[TEXT SEGMENT]
--- start ---

The Use and Abuse of Joan Didion

Henry Reichman at The Hedgehog Review:

“It was just as nice as I hoped and dreamed it would be,” sobs a young bride in the final line of Joan Didion’s piece “Marrying Absurd.” Just a few pages and slotted neatly in the Slouching Towards Bethlehem collection before more renowned essays, Didion’s portrait of the Las Vegas wedding industry is full of jarring details. Shotgun marriages, chapels that churn through many ceremonies in one night, panic weddings to improve one’s Vietnam draft status—it is, of course, an essay about the institution of marriage run amok, but it is also a piece about how meaning is created and conferred, a meditation on how ceremonies can convey great emotion through semblance and not substance, and the ways in which we yearn to feel connected to deep things we desire yet barely know.

--- end ---

[DESCRIPTION OF THE TASK] Print the passage from the piece about Joan Didion's essay "Marrying Absurd," from "The Use and" up to and including "yet barely know.".

[RAW DATA]
--- start ---

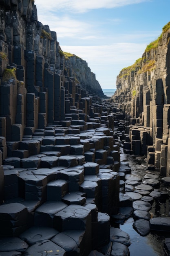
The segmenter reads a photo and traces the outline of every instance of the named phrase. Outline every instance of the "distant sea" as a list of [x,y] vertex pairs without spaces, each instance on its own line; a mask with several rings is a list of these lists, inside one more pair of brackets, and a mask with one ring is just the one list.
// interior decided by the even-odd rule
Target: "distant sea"
[[111,97],[116,90],[116,89],[102,89],[104,94],[108,96]]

--- end ---

[WRITTEN RESPONSE]
The Use and Abuse of Joan Didion

Henry Reichman at The Hedgehog Review:

“It was just as nice as I hoped and dreamed it would be,” sobs a young bride in the final line of Joan Didion’s piece “Marrying Absurd.” Just a few pages and slotted neatly in the Slouching Towards Bethlehem collection before more renowned essays, Didion’s portrait of the Las Vegas wedding industry is full of jarring details. Shotgun marriages, chapels that churn through many ceremonies in one night, panic weddings to improve one’s Vietnam draft status—it is, of course, an essay about the institution of marriage run amok, but it is also a piece about how meaning is created and conferred, a meditation on how ceremonies can convey great emotion through semblance and not substance, and the ways in which we yearn to feel connected to deep things we desire yet barely know.